▶ _Directions_:
Edit the Star Wars discussion starting at "OTOH, yeah, not" and ending at "Feige's MCU was.", and give that part back with "focus groups" changed to "market research".

▶ _Source passage_:
..............................

Instead it just comes off as more of Disney's "we don't need planning we're a multi-billion dollar franchise" approach to Star Wars.
On the one hand, Empire and Jedi hardly resemble Lucas's original outline, and even with planning, and a goal set in stone, the PT still fudged the execution.

OTOH, yeah, not having at least a vague idea of where they wanted the characters to go, and how the plot should get them there, is the ST's cardinal sin, but it was only the end result of a franchise-wide issue at Disney. They do have some people like Dave Filoni deftly ruling over their particular fiefdoms, but the kingdom as a whole is fractured and driven more by focus groups than by narrative goals, like Feige's MCU was.

And now, with the ST actors burning their bridges with Disney to express their (justified) anger and discontent with how their characters were handled, it's hard to defend anything from the film part of the franchise.
 

Sarcasmorator

Same as I ever was
(He/him)
dunna dun dunna dun dun dunnnn
dunna dunnn da dunna dun
dunna dun dunna dun dun DUNNNN
dunna DUNNN da dunna dun
bwah bwah
bwah bwah
bwah bwaaaaammm
 

Phantoon

I cuss you bad
If they'd given him the Rise Of Skywalker script, 20 minutes and a crayon we'd have got an infinitely better film
 
If they'd given him the Rise Of Skywalker script, 20 minutes and a crayon we'd have got an infinitely better film

Maybe I'm biased but I just find Star Wars works better for TV shows where it has more room to breath, so I'd see even those 20 minutes as a misuse of time.

..............................

▶ _Data lines_:
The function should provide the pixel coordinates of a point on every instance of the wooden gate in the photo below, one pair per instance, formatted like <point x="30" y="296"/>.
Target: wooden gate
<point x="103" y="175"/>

..............................

▶ _Final result_:
OTOH, yeah, not having at least a vague idea of where they wanted the characters to go, and how the plot should get them there, is the ST's cardinal sin, but it was only the end result of a franchise-wide issue at Disney. They do have some people like Dave Filoni deftly ruling over their particular fiefdoms, but the kingdom as a whole is fractured and driven more by market research than by narrative goals, like Feige's MCU was.